**Instructions for the task:** All records that follow are to be copied exactly, with images omitted.

Natural-language object grounding data:

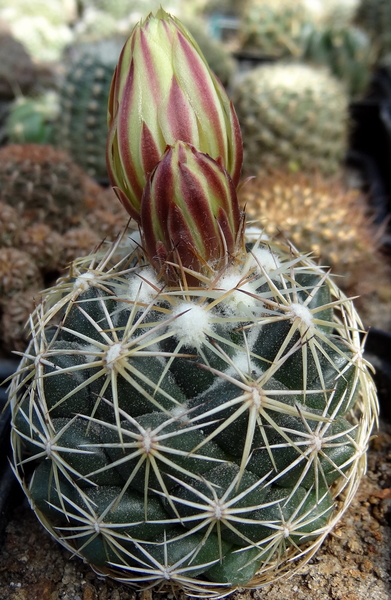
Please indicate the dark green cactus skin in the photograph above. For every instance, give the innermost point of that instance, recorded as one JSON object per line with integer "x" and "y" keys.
{"x": 146, "y": 469}
{"x": 81, "y": 128}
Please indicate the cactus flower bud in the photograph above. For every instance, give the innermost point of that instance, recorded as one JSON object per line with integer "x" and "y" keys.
{"x": 190, "y": 214}
{"x": 163, "y": 91}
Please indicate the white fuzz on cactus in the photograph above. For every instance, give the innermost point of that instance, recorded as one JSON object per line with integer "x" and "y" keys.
{"x": 193, "y": 410}
{"x": 179, "y": 442}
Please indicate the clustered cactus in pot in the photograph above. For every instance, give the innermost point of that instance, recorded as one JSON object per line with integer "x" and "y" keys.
{"x": 194, "y": 415}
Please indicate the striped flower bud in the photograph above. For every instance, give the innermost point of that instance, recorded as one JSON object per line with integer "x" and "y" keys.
{"x": 163, "y": 91}
{"x": 190, "y": 215}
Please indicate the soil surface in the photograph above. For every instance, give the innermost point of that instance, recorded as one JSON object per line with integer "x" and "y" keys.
{"x": 354, "y": 563}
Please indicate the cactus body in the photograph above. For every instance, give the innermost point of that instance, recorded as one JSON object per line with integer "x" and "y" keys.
{"x": 196, "y": 438}
{"x": 81, "y": 128}
{"x": 292, "y": 117}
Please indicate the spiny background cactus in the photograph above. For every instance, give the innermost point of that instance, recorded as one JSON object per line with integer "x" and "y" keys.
{"x": 81, "y": 129}
{"x": 346, "y": 50}
{"x": 193, "y": 412}
{"x": 51, "y": 212}
{"x": 374, "y": 16}
{"x": 333, "y": 12}
{"x": 42, "y": 26}
{"x": 31, "y": 119}
{"x": 292, "y": 116}
{"x": 331, "y": 222}
{"x": 274, "y": 27}
{"x": 17, "y": 70}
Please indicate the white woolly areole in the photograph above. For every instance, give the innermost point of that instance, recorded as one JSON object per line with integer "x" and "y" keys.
{"x": 253, "y": 234}
{"x": 144, "y": 287}
{"x": 266, "y": 259}
{"x": 303, "y": 313}
{"x": 83, "y": 282}
{"x": 239, "y": 296}
{"x": 113, "y": 354}
{"x": 192, "y": 326}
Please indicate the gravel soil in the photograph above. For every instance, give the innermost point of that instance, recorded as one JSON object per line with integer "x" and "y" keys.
{"x": 354, "y": 563}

**Written response:**
Please indicate the dark green cactus skin in the photograph above. For every instance, give the innermost point of that instance, recorded as one JSON object per line with integer "x" and "y" keys.
{"x": 146, "y": 469}
{"x": 81, "y": 128}
Please indicate the cactus flower bud in the photograph above. For every instance, give the innermost point of that instance, recorded as one JSON object per line with integer "x" and "y" keys.
{"x": 190, "y": 214}
{"x": 163, "y": 91}
Please indicate the white fuzz on cactus in the photograph above. For every instance, give the innermost point of that instance, recorded as one JSON object per line with integer "x" and "y" keys.
{"x": 193, "y": 410}
{"x": 179, "y": 442}
Please indicate the clustered cactus in pot in the photograph above. For every instance, give the innermost point of that instance, recorded as one JSON object per line with integer "x" and "y" keys.
{"x": 194, "y": 415}
Please indicate the striped flower bud in the photograph above. For every instance, give the innermost point of that instance, recorded as one JSON object per line with integer "x" and "y" keys.
{"x": 163, "y": 91}
{"x": 190, "y": 215}
Please indicate the soil surface in the photograph above. For every instance, give the innermost point of that instance, recorded as one JSON object per line with integer "x" and "y" keys.
{"x": 354, "y": 563}
Please indicate the cactus body in the photograph above. For every instance, give the innermost point of that instance, recorded as one JSON object per line with integer "x" and "y" keys.
{"x": 196, "y": 438}
{"x": 81, "y": 128}
{"x": 292, "y": 117}
Please indicate the spiny background cactus in the photograph above. For every instance, give the innermost point of that instance, recorded as one JSON object per line with integer "x" and "y" keys.
{"x": 81, "y": 129}
{"x": 346, "y": 50}
{"x": 193, "y": 412}
{"x": 51, "y": 212}
{"x": 374, "y": 16}
{"x": 333, "y": 12}
{"x": 42, "y": 26}
{"x": 31, "y": 119}
{"x": 292, "y": 116}
{"x": 331, "y": 222}
{"x": 274, "y": 27}
{"x": 17, "y": 70}
Please indicate the white woolly areole in the photograph above. For every instance, give the innermost point of that instance, recorded as one JSON object per line with integer "x" and "y" keys.
{"x": 253, "y": 234}
{"x": 144, "y": 287}
{"x": 266, "y": 259}
{"x": 303, "y": 313}
{"x": 83, "y": 282}
{"x": 239, "y": 296}
{"x": 113, "y": 354}
{"x": 192, "y": 326}
Please indicate the gravel soil in the photograph above. For every instance, give the innermost point of that instance, recorded as one JSON object per line with integer "x" and "y" keys.
{"x": 354, "y": 563}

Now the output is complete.